**Task directions:**
Images should be omitted while the rest of the data is duplicated exactly.

**Dataset content:**
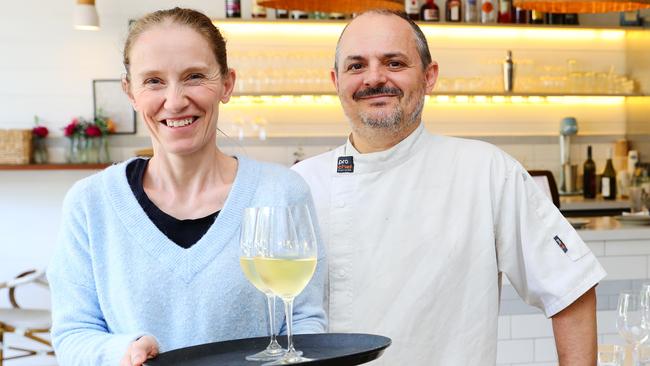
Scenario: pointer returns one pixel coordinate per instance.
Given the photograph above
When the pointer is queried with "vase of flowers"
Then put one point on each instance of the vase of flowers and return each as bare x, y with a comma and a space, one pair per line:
92, 133
106, 127
89, 140
73, 131
39, 134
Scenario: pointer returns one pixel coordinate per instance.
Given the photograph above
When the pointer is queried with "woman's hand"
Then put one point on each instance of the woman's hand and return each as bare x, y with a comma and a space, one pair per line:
139, 351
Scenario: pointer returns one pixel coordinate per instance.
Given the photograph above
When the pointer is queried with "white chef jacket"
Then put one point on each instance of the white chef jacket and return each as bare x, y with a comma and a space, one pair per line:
419, 235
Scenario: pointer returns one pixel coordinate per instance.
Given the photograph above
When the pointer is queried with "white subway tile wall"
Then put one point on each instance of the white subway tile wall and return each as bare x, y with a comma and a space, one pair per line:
625, 267
515, 351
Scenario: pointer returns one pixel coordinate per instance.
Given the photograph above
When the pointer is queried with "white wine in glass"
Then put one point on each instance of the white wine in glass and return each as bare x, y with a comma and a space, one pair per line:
286, 261
247, 251
286, 278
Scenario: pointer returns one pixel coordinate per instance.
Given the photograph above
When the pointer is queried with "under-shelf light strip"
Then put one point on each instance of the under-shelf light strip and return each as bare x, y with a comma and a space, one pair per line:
286, 100
307, 29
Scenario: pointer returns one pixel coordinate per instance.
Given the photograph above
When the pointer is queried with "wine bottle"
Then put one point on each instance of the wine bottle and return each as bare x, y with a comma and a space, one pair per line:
589, 176
537, 17
412, 9
488, 11
299, 14
608, 180
452, 11
257, 10
429, 12
571, 19
522, 16
233, 9
281, 14
505, 11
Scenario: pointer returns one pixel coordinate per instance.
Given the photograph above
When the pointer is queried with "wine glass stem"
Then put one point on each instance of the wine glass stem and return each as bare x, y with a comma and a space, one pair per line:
270, 303
288, 309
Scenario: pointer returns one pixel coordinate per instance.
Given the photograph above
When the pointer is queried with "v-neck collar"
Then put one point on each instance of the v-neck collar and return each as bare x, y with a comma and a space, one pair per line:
185, 262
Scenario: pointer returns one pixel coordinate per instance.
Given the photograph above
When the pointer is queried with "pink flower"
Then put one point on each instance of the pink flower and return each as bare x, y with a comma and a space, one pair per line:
93, 131
40, 131
71, 128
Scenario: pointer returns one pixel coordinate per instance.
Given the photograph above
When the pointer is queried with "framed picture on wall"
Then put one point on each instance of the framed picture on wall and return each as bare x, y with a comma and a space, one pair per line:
109, 100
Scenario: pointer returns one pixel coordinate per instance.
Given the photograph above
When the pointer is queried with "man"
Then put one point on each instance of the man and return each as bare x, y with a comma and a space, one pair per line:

**The completed task:**
Scenario: pointer returns one pixel coordinate per instance.
Given the photograph above
When the pointer is queried with "vase of flowers"
Then put one point on each instance of the vase of flowers and return each as bare x, y with a comma and a space, one pair per line:
92, 133
106, 127
89, 140
73, 131
39, 134
Scenario: pointer returns one pixel coordinate per instance.
Given the photograph above
When the pointer is queried with "woman's hand"
Then put one point on each instance of the woman's hand and return each as bare x, y with a comma and a space, one pair per line:
139, 351
Scenario: pointer returns one pixel coordinate per instance.
Given the photograph above
When the pointer is queried with "white chef jacket"
Then put one point on each instance of the white chef jacket and return each as bare x, y with a comma and a space, one pair per line:
419, 235
Scenario: pointer returns one pixel coordinate per instance.
Given the photograph above
When the pointer is queried with "white subway tile wall"
Then put one point on each instance of the white subway tile wall and return each as bare x, y with a comma and a space, one pair per line:
625, 267
515, 351
Scenario: pointer returns one pixel coordinate per instance.
Given the photograph above
When the pointer is queried with "white wine in glass"
Then put one point on each instance of the white wine in glass and return each as bare x, y with a comma and a space, one pair per line:
286, 261
247, 251
286, 278
Scenario: pointer returns one pixel coordinate per instance.
Given the photograph above
When the pointer is queried with "under-shelf light strip"
Then put one point on each instance of the under-shelf light strip and return each as bare x, y with a comma and a space, one pair per line:
286, 100
307, 29
Scenario: pointer returns one pixel coordinate per instance.
Given the photograph above
When the pointer is queried with "wine bottle"
Then put one point on each instance of the wine bottle and return each as bare x, y with a comma and a space, one pair per line:
589, 176
537, 17
412, 9
488, 11
299, 14
608, 180
452, 11
257, 10
429, 12
571, 19
522, 16
233, 9
281, 14
505, 11
Scenario: pointer returns one pixel coordinate per instance.
Given the photograph above
When the pointer is queried with "wine glass stem"
Then put one point on each instance of the wine glass stem and return each as bare x, y with a comma and a space, one pair per line:
270, 303
288, 309
Scenario: pointer returns one pixel coordinate per instance.
Given the photograph above
When the pointer is queried with "v-neck collar"
Then put one point on each instance of the v-neck collar and return each as bare x, y with a comma and a space, one pair per line:
185, 262
Scenario: pointer returns one pixel coordinate per instance.
Given the photograph above
When the pointer is queried with "pink flower"
Then put one point on each instance of the pink flower and return each as bare x, y with a comma and a space, one pair per line:
93, 131
40, 131
71, 128
Scenario: pointer returns one pixel coordinate per instance.
Given the photograph above
When the pointer is queried with "framed picture on wall"
Then put one point on each instance of the framed picture on wall and return each as bare x, y with a comma and a space, one pair per line:
109, 100
Scenario: pointer returns one pixel coordinate per instance.
Given the photograph above
When the pointer is queried with "man"
Then put one point on each instance of the man and return each as bare x, y with a comma and a space, one pair per line:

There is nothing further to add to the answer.